▶ Problem requirements
Put each line of all the rows below into a JSON list of strings, one string per line, leaving out blank lines and the pictures.
━━━ Supplied information ━━━
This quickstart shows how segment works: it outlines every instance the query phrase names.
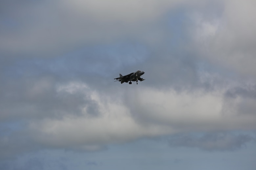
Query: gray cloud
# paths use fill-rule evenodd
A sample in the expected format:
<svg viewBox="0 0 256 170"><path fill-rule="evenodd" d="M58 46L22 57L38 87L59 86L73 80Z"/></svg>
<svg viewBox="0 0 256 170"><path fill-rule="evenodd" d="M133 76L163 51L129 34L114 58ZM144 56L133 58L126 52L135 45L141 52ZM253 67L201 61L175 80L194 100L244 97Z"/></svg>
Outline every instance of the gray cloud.
<svg viewBox="0 0 256 170"><path fill-rule="evenodd" d="M168 140L172 147L197 147L209 151L233 151L246 147L246 144L253 140L251 136L244 134L211 133L200 136L189 134L174 135Z"/></svg>
<svg viewBox="0 0 256 170"><path fill-rule="evenodd" d="M256 84L250 17L256 15L248 5L254 3L246 1L248 12L240 13L239 1L210 7L178 1L2 3L0 122L16 129L1 136L1 156L255 129L255 86L241 82ZM146 79L138 86L113 82L138 69ZM252 140L224 133L178 136L170 144L209 150L233 150Z"/></svg>

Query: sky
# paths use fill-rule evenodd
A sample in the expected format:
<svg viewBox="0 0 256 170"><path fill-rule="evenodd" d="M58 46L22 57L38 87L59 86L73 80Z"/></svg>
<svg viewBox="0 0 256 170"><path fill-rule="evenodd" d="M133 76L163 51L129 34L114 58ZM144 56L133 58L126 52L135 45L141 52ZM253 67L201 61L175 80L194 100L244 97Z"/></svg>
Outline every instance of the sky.
<svg viewBox="0 0 256 170"><path fill-rule="evenodd" d="M255 7L1 1L0 169L254 169Z"/></svg>

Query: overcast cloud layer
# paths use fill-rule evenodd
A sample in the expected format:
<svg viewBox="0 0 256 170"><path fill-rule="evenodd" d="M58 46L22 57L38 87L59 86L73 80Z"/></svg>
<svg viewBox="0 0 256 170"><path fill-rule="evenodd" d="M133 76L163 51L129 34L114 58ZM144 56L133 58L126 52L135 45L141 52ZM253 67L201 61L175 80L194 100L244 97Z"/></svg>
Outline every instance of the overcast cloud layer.
<svg viewBox="0 0 256 170"><path fill-rule="evenodd" d="M255 1L0 4L0 167L16 168L9 159L28 153L143 139L255 147ZM138 85L113 82L139 69Z"/></svg>

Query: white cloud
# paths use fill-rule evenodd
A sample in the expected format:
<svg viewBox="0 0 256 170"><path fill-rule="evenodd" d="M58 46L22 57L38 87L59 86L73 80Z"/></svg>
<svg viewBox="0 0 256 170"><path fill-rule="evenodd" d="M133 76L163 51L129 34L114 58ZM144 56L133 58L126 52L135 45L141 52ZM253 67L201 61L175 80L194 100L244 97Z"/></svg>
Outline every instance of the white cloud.
<svg viewBox="0 0 256 170"><path fill-rule="evenodd" d="M60 88L72 93L83 92L85 87L88 86L74 82ZM224 109L224 92L178 93L144 88L118 92L110 97L94 91L90 95L98 106L97 116L91 116L85 109L82 115L35 121L29 128L37 142L47 147L86 150L180 132L253 129L255 115L241 117ZM122 96L127 99L122 101Z"/></svg>
<svg viewBox="0 0 256 170"><path fill-rule="evenodd" d="M255 76L256 12L254 1L224 1L223 11L211 18L204 13L195 20L192 35L202 57L234 70Z"/></svg>

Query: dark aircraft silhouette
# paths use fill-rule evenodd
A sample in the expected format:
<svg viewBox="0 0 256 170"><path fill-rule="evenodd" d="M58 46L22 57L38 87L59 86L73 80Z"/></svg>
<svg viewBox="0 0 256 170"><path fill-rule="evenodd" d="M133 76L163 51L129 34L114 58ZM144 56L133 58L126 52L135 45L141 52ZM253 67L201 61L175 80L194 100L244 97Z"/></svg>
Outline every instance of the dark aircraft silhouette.
<svg viewBox="0 0 256 170"><path fill-rule="evenodd" d="M138 80L140 81L145 80L145 79L140 78L140 76L144 73L145 72L143 71L141 71L139 70L136 72L132 73L130 74L123 76L122 76L121 74L119 74L120 77L114 78L114 79L117 80L116 81L121 81L121 84L124 82L128 83L128 81L130 81L129 84L132 84L132 81L136 81L137 84L138 84Z"/></svg>

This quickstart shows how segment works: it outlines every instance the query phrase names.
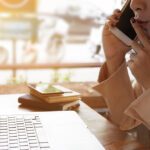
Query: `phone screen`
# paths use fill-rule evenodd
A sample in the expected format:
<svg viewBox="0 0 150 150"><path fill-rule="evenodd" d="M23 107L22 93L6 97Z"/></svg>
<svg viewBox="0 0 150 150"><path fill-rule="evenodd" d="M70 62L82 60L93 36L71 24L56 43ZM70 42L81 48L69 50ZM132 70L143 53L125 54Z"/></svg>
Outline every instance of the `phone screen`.
<svg viewBox="0 0 150 150"><path fill-rule="evenodd" d="M134 13L130 8L130 3L128 3L124 11L122 12L119 22L116 24L116 27L130 39L134 40L136 37L136 32L134 31L130 23L130 19L132 17L134 17Z"/></svg>

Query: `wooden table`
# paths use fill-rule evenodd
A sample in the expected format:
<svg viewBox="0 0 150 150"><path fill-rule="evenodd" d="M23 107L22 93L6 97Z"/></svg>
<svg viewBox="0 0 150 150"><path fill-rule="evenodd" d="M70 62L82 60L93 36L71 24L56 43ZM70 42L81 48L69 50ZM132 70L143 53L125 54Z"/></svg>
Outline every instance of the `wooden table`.
<svg viewBox="0 0 150 150"><path fill-rule="evenodd" d="M19 107L18 97L22 94L0 95L0 114L34 111ZM36 110L37 111L37 110ZM110 121L99 115L85 103L81 102L79 116L106 150L146 150L128 133L120 131Z"/></svg>

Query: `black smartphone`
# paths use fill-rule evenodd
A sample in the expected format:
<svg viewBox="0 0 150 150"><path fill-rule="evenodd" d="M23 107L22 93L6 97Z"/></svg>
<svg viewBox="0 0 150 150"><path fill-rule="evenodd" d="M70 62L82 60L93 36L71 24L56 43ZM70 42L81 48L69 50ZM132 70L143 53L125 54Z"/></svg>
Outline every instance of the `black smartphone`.
<svg viewBox="0 0 150 150"><path fill-rule="evenodd" d="M131 18L134 17L134 13L130 8L130 0L128 0L121 10L121 16L119 22L115 27L111 28L111 31L117 36L121 41L123 41L128 46L131 45L132 40L136 38L136 32L131 25Z"/></svg>

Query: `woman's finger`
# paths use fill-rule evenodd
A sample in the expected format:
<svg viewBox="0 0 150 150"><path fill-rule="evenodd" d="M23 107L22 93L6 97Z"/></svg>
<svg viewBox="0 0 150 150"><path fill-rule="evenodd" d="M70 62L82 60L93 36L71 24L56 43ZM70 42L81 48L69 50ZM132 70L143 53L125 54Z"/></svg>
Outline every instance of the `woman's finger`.
<svg viewBox="0 0 150 150"><path fill-rule="evenodd" d="M149 39L146 36L142 27L140 27L140 25L134 19L131 20L131 24L132 24L135 32L137 33L138 39L140 40L141 44L145 48L148 48L150 46Z"/></svg>

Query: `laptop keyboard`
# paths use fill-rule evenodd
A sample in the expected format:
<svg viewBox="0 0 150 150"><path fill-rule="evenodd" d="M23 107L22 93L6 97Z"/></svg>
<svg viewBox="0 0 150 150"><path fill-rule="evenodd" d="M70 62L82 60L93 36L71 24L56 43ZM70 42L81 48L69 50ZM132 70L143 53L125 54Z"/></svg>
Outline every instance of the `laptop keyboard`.
<svg viewBox="0 0 150 150"><path fill-rule="evenodd" d="M0 116L0 150L50 150L39 116Z"/></svg>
━━━
▶ Completed task
[
  "This quickstart shows how segment works: it outlines every instance the query phrase names.",
  "Query: gray cloud",
  "# paths use fill-rule evenodd",
  "A sample in the expected format:",
  "<svg viewBox=\"0 0 256 170\"><path fill-rule=\"evenodd\" d=\"M58 46L22 57L38 87L59 86L73 80Z\"/></svg>",
  "<svg viewBox=\"0 0 256 170\"><path fill-rule=\"evenodd\" d=\"M133 76L163 51L129 34L114 58ZM144 56L133 58L126 52L135 45L141 52ZM253 67L201 61L175 80L194 100L244 97Z\"/></svg>",
  "Outline every instance of the gray cloud.",
  "<svg viewBox=\"0 0 256 170\"><path fill-rule=\"evenodd\" d=\"M168 140L172 147L197 147L209 151L233 151L246 147L246 144L253 140L251 136L244 134L211 133L200 136L189 134L174 135Z\"/></svg>",
  "<svg viewBox=\"0 0 256 170\"><path fill-rule=\"evenodd\" d=\"M256 84L250 17L256 15L248 5L254 3L246 1L248 12L240 13L239 1L210 7L178 1L2 3L0 122L16 129L1 136L1 156L255 129L255 86L241 82ZM146 79L138 86L113 82L138 69ZM252 140L224 133L178 136L170 144L209 150L233 150Z\"/></svg>",
  "Query: sky",
  "# paths use fill-rule evenodd",
  "A sample in the expected format:",
  "<svg viewBox=\"0 0 256 170\"><path fill-rule=\"evenodd\" d=\"M58 46L22 57L38 87L59 86L73 80Z\"/></svg>",
  "<svg viewBox=\"0 0 256 170\"><path fill-rule=\"evenodd\" d=\"M133 76L163 51L129 34L114 58ZM144 56L133 58L126 52L135 45L141 52ZM253 67L201 61L175 80L194 100L244 97Z\"/></svg>",
  "Outline every instance of the sky.",
  "<svg viewBox=\"0 0 256 170\"><path fill-rule=\"evenodd\" d=\"M255 7L1 1L0 169L254 169Z\"/></svg>",
  "Query: overcast cloud layer",
  "# paths use fill-rule evenodd",
  "A sample in the expected format:",
  "<svg viewBox=\"0 0 256 170\"><path fill-rule=\"evenodd\" d=\"M58 46L22 57L38 87L59 86L73 80Z\"/></svg>",
  "<svg viewBox=\"0 0 256 170\"><path fill-rule=\"evenodd\" d=\"M133 76L163 51L129 34L114 58ZM144 56L133 58L126 52L135 45L141 52ZM253 67L201 61L175 80L194 100L244 97Z\"/></svg>",
  "Outline every instance of the overcast cloud layer.",
  "<svg viewBox=\"0 0 256 170\"><path fill-rule=\"evenodd\" d=\"M255 1L0 4L0 167L16 168L9 159L28 153L143 139L255 147ZM138 85L113 82L139 69Z\"/></svg>",
  "Query: white cloud",
  "# paths use fill-rule evenodd",
  "A sample in the expected format:",
  "<svg viewBox=\"0 0 256 170\"><path fill-rule=\"evenodd\" d=\"M58 46L22 57L38 87L59 86L73 80Z\"/></svg>",
  "<svg viewBox=\"0 0 256 170\"><path fill-rule=\"evenodd\" d=\"M133 76L163 51L129 34L114 58ZM144 56L133 58L126 52L135 45L141 52ZM253 67L201 61L175 80L194 100L244 97Z\"/></svg>",
  "Outline every instance of the white cloud.",
  "<svg viewBox=\"0 0 256 170\"><path fill-rule=\"evenodd\" d=\"M60 88L72 93L83 92L85 87L88 86L74 82ZM224 109L224 92L178 93L144 88L118 92L110 97L94 91L90 95L98 106L97 116L91 116L85 109L82 115L35 121L29 128L37 142L47 147L86 150L180 132L253 129L255 115L241 117ZM122 96L127 99L122 101Z\"/></svg>",
  "<svg viewBox=\"0 0 256 170\"><path fill-rule=\"evenodd\" d=\"M255 76L256 12L254 1L224 1L223 11L211 18L204 13L195 20L192 35L202 57L234 70Z\"/></svg>",
  "Query: dark aircraft silhouette",
  "# paths use fill-rule evenodd",
  "A sample in the expected format:",
  "<svg viewBox=\"0 0 256 170\"><path fill-rule=\"evenodd\" d=\"M58 46L22 57L38 87L59 86L73 80Z\"/></svg>",
  "<svg viewBox=\"0 0 256 170\"><path fill-rule=\"evenodd\" d=\"M133 76L163 51L129 34L114 58ZM144 56L133 58L126 52L135 45L141 52ZM253 67L201 61L175 80L194 100L244 97Z\"/></svg>",
  "Outline every instance of the dark aircraft silhouette.",
  "<svg viewBox=\"0 0 256 170\"><path fill-rule=\"evenodd\" d=\"M138 80L140 81L145 80L145 79L140 78L140 76L144 73L145 72L143 71L141 71L139 70L136 72L132 73L130 74L123 76L122 76L121 74L119 74L120 77L114 78L114 79L117 80L116 81L121 81L121 84L124 82L128 83L128 81L130 81L129 84L132 84L132 81L136 81L137 84L138 84Z\"/></svg>",
  "This quickstart shows how segment works: it outlines every instance the query phrase names.",
  "Query: `phone screen`",
  "# paths use fill-rule evenodd",
  "A sample in the expected format:",
  "<svg viewBox=\"0 0 150 150\"><path fill-rule=\"evenodd\" d=\"M23 107L22 93L6 97Z\"/></svg>",
  "<svg viewBox=\"0 0 150 150\"><path fill-rule=\"evenodd\" d=\"M70 62L82 60L93 36L71 24L56 43ZM70 42L81 48L69 50ZM132 70L143 53L125 54Z\"/></svg>",
  "Outline every instance of the `phone screen`.",
  "<svg viewBox=\"0 0 150 150\"><path fill-rule=\"evenodd\" d=\"M134 13L130 8L130 3L128 3L124 11L122 12L119 22L116 24L116 27L130 39L134 40L136 37L136 32L134 31L130 23L130 19L132 17L134 17Z\"/></svg>",
  "Query: `wooden table`",
  "# paths use fill-rule evenodd",
  "A sample in the expected format:",
  "<svg viewBox=\"0 0 150 150\"><path fill-rule=\"evenodd\" d=\"M23 107L22 93L6 97Z\"/></svg>",
  "<svg viewBox=\"0 0 150 150\"><path fill-rule=\"evenodd\" d=\"M70 62L82 60L93 36L71 24L56 43ZM70 42L81 48L69 50ZM132 70L143 53L125 54Z\"/></svg>",
  "Outline every instance of the `wooden table`.",
  "<svg viewBox=\"0 0 150 150\"><path fill-rule=\"evenodd\" d=\"M19 107L18 97L22 94L0 95L0 114L34 111ZM36 110L37 111L37 110ZM110 121L99 115L85 103L81 102L79 116L106 150L146 150L128 133L120 131Z\"/></svg>",
  "Query: `black smartphone`",
  "# paths use fill-rule evenodd",
  "A sample in the expected format:",
  "<svg viewBox=\"0 0 150 150\"><path fill-rule=\"evenodd\" d=\"M23 107L22 93L6 97Z\"/></svg>",
  "<svg viewBox=\"0 0 150 150\"><path fill-rule=\"evenodd\" d=\"M70 62L82 60L93 36L71 24L56 43ZM70 42L81 48L69 50ZM132 70L143 53L125 54Z\"/></svg>",
  "Outline every instance of the `black smartphone`.",
  "<svg viewBox=\"0 0 150 150\"><path fill-rule=\"evenodd\" d=\"M131 18L134 17L134 13L130 8L130 0L128 0L121 10L121 16L119 22L115 27L111 28L111 31L117 36L121 41L123 41L128 46L131 45L132 40L136 38L136 32L131 25Z\"/></svg>",
  "Query: `woman's finger`",
  "# paths use fill-rule evenodd",
  "A sample in the expected format:",
  "<svg viewBox=\"0 0 150 150\"><path fill-rule=\"evenodd\" d=\"M23 107L22 93L6 97Z\"/></svg>",
  "<svg viewBox=\"0 0 150 150\"><path fill-rule=\"evenodd\" d=\"M70 62L82 60L93 36L71 24L56 43ZM70 42L81 48L69 50ZM132 70L143 53L125 54Z\"/></svg>",
  "Outline every instance of the `woman's finger`.",
  "<svg viewBox=\"0 0 150 150\"><path fill-rule=\"evenodd\" d=\"M149 39L146 36L142 27L140 27L140 25L134 19L131 20L131 24L132 24L135 32L137 33L138 39L140 40L141 44L145 48L148 48L150 46Z\"/></svg>",
  "Query: `laptop keyboard`",
  "# paths use fill-rule evenodd",
  "A sample in the expected format:",
  "<svg viewBox=\"0 0 150 150\"><path fill-rule=\"evenodd\" d=\"M23 107L22 93L6 97Z\"/></svg>",
  "<svg viewBox=\"0 0 150 150\"><path fill-rule=\"evenodd\" d=\"M70 62L82 60L93 36L71 24L56 43ZM70 42L81 48L69 50ZM132 70L143 53L125 54Z\"/></svg>",
  "Outline every instance of the `laptop keyboard`.",
  "<svg viewBox=\"0 0 150 150\"><path fill-rule=\"evenodd\" d=\"M0 116L0 150L50 150L39 116Z\"/></svg>"
]